→ PROMPT
Starting at the line that has "Return one point per instance of the white wall, each" and ending after the line that has "<point>168,200</point>", write out the listing again with "snowflake" swapped for "star" and nothing else changed.

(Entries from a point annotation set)
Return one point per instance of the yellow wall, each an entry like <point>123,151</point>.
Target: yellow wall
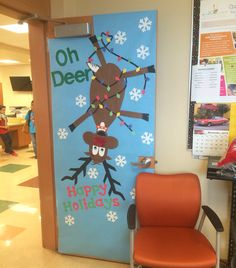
<point>10,97</point>
<point>172,92</point>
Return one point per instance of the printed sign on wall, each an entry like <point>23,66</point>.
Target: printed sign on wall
<point>103,107</point>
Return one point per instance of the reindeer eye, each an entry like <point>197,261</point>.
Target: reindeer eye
<point>101,151</point>
<point>95,150</point>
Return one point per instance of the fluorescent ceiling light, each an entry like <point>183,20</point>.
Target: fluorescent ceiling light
<point>16,28</point>
<point>9,61</point>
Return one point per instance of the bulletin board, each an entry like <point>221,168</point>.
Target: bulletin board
<point>213,77</point>
<point>103,113</point>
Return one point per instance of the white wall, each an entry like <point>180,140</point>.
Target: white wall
<point>173,57</point>
<point>10,97</point>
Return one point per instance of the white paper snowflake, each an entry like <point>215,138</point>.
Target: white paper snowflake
<point>92,173</point>
<point>62,133</point>
<point>120,161</point>
<point>145,24</point>
<point>69,220</point>
<point>80,100</point>
<point>147,138</point>
<point>132,193</point>
<point>142,52</point>
<point>135,94</point>
<point>112,216</point>
<point>120,37</point>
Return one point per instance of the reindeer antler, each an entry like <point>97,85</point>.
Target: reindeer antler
<point>74,177</point>
<point>112,182</point>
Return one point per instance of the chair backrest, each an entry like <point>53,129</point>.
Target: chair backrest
<point>168,200</point>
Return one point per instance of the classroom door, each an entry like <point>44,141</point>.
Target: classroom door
<point>103,113</point>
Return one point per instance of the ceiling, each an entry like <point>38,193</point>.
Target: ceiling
<point>12,45</point>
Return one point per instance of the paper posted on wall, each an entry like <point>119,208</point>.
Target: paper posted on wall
<point>211,129</point>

→ OUTPUT OF THE EXERCISE
Return one point per instance of the white wall, each an entry like <point>180,140</point>.
Target: white wall
<point>173,57</point>
<point>10,97</point>
Return one point per instance of the white paper star, each an entry like <point>215,138</point>.
Target: white paper star
<point>92,173</point>
<point>62,133</point>
<point>120,161</point>
<point>145,24</point>
<point>69,220</point>
<point>80,100</point>
<point>147,138</point>
<point>132,193</point>
<point>142,52</point>
<point>135,94</point>
<point>112,216</point>
<point>120,37</point>
Return one point per instance of the reindeer antler, each an entry like <point>97,85</point>.
Target: reindeer antler
<point>74,177</point>
<point>112,182</point>
Return one point per instance of the chair backrest, each an entry like <point>53,129</point>.
Target: chair backrest
<point>168,200</point>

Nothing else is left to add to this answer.